**EXCERTO PARA LEITURA:**
_ _ _

Language of document : ECLI:EU:C:2011:189

Processo C‑96/09 P

Anheuser‑Busch Inc.

contra

Budějovický Budvar, národní podnik

«Recurso de decisão do Tribunal Geral – Marca comunitária – Regulamento (CE) n.° 40/94 – Artigo 8.°, n.° 4 – Pedido de registo da marca nominativa e figurativa BUD – Oposição – Indicação de proveniência geográfica ‘bud’ – Protecção ao abrigo do Acordo de Lisboa e de tratados bilaterais que vinculam dois Estados‑Membros – Utilização na vida comercial – Sinal cujo alcance não é apenas local»

Sumário do acórdão

1.        Marca comunitária – Definição e aquisição da marca comunitária – Motivos relativos de recusa – Oposição pelo titular de uma marca não registada ou de outro sinal utilizado na vida comercial – Requisitos – Existência de um direito anterior que não tenha sido invalidado por uma decisão judicial definitiva

(Regulamento n.° 40/94 do Conselho, artigo 8.°, n.° 4)

2.        Marca comunitária – Definição e aquisição da marca comunitária – Motivos relativos de recusa – Oposição pelo titular de uma marca não registada ou de outro sinal utilizado na vida comercial – Utilização do sinal na vida comercial – Conceito

(Regulamento n.° 40/94 do Conselho, artigos 8.°, n.° 4, e 43.°, n.os 2 e 3)

3.        Marca comunitária – Definição e aquisição da marca comunitária – Motivos relativos de recusa – Oposição pelo titular de uma marca não registada ou de outro sinal utilizado na vida comercial – Alcance local do sinal

(Regulamento n.° 40/94 do Conselho, artigo 8.°, n.° 4)

_ _ _

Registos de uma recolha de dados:
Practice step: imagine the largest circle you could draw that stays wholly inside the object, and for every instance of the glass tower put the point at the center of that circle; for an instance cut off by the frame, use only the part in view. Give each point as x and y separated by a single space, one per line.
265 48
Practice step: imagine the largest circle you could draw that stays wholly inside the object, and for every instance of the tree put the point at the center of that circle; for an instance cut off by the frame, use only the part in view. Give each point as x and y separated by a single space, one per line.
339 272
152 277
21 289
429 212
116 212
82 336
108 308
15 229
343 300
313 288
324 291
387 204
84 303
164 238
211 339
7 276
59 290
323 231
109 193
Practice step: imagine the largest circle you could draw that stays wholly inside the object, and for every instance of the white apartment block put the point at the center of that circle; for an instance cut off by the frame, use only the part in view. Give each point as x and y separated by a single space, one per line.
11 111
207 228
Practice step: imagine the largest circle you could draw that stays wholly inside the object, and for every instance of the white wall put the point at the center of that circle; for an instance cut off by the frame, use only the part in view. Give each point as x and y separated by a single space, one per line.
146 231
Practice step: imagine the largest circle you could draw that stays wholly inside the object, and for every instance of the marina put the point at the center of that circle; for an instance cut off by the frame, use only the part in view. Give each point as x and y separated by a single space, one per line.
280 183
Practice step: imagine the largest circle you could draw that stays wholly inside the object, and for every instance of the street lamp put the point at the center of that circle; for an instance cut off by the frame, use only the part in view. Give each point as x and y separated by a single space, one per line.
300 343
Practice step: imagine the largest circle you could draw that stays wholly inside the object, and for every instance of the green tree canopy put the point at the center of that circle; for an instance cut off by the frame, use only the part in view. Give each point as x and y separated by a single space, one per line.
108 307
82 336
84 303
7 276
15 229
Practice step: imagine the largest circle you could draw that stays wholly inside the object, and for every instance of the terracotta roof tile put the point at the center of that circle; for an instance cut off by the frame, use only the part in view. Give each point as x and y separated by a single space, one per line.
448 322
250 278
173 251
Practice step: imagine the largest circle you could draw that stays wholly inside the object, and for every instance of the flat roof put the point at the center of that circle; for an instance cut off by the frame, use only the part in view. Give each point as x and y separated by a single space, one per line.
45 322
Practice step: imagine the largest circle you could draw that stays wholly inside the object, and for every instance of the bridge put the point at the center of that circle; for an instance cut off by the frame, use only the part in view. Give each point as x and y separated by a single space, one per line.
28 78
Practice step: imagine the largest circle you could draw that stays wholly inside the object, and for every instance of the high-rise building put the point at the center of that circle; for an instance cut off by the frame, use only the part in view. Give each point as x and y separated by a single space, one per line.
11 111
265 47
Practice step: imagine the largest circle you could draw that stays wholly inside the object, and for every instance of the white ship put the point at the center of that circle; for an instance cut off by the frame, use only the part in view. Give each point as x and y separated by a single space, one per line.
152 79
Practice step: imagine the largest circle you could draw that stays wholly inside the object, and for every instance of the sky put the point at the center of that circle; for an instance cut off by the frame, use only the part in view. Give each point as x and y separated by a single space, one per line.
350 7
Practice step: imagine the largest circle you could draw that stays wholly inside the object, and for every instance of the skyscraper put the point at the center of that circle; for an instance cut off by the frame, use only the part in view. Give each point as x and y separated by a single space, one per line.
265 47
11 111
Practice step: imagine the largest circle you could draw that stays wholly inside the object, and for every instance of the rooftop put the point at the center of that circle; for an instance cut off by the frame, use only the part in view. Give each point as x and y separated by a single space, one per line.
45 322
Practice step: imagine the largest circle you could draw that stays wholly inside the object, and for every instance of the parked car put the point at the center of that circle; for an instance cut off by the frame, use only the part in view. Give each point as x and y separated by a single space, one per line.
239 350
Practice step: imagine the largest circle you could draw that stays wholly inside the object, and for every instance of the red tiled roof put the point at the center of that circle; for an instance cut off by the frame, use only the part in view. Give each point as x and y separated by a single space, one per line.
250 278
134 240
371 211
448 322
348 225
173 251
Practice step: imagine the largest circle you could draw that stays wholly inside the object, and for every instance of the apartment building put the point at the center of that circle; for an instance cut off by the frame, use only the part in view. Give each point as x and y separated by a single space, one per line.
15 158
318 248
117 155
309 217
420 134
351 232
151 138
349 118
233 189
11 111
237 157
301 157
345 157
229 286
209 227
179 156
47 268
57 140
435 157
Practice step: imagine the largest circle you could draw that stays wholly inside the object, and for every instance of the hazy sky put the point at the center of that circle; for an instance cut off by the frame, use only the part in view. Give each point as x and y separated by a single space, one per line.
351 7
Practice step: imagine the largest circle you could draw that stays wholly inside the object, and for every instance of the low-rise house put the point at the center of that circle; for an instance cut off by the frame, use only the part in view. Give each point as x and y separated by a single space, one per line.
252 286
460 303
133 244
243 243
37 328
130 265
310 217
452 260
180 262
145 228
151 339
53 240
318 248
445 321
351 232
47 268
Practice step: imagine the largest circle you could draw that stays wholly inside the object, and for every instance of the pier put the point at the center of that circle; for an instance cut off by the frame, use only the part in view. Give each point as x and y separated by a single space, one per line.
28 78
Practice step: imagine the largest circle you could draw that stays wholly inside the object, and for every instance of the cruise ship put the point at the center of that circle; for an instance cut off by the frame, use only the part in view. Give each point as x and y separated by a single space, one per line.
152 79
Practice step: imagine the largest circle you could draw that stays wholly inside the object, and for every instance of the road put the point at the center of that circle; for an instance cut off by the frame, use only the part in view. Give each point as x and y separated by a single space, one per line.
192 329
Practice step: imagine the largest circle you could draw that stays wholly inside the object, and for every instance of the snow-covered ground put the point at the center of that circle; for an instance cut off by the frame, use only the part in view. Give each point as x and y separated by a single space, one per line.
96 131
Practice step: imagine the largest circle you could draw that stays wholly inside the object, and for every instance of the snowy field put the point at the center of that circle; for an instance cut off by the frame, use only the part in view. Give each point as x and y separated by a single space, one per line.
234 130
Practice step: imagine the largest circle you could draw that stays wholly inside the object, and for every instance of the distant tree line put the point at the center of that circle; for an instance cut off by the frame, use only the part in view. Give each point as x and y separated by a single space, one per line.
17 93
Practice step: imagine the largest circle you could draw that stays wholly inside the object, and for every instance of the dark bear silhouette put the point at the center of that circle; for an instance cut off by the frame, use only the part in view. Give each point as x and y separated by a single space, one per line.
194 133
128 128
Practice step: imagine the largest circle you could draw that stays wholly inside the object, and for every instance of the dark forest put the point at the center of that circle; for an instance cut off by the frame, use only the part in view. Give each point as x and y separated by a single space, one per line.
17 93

_ _ _

**OBJETIVOS:**
a) Reescreva em forma de lista o parágrafo do excerto que começa por «Recurso de decisão do Tribunal Geral», conservando os factos principais.
b) Selecione todas as linhas das entradas que contêm a palavra "apartment".
O excerto e as entradas constituem materiais independentes entre si.

**RESPOSTAS COMPLETAS:**
a)
- Recurso de decisão do Tribunal Geral
- Marca comunitária: Regulamento (CE) n.° 40/94, artigo 8.°, n.° 4
- Pedido de registo da marca nominativa e figurativa BUD
- Oposição
- Indicação de proveniência geográfica «bud»
- Protecção ao abrigo do Acordo de Lisboa e de tratados bilaterais que vinculam dois Estados‑Membros
- Utilização na vida comercial
- Sinal cujo alcance não é apenas local

b)
Practice step: imagine the largest circle you could draw that stays wholly inside the object, and for every instance of the white apartment block put the point at the center of that circle; for an instance cut off by the frame, use only the part in view. Give each point as x and y separated by a single space, one per line.
Practice step: imagine the largest circle you could draw that stays wholly inside the object, and for every instance of the apartment building put the point at the center of that circle; for an instance cut off by the frame, use only the part in view. Give each point as x and y separated by a single space, one per line.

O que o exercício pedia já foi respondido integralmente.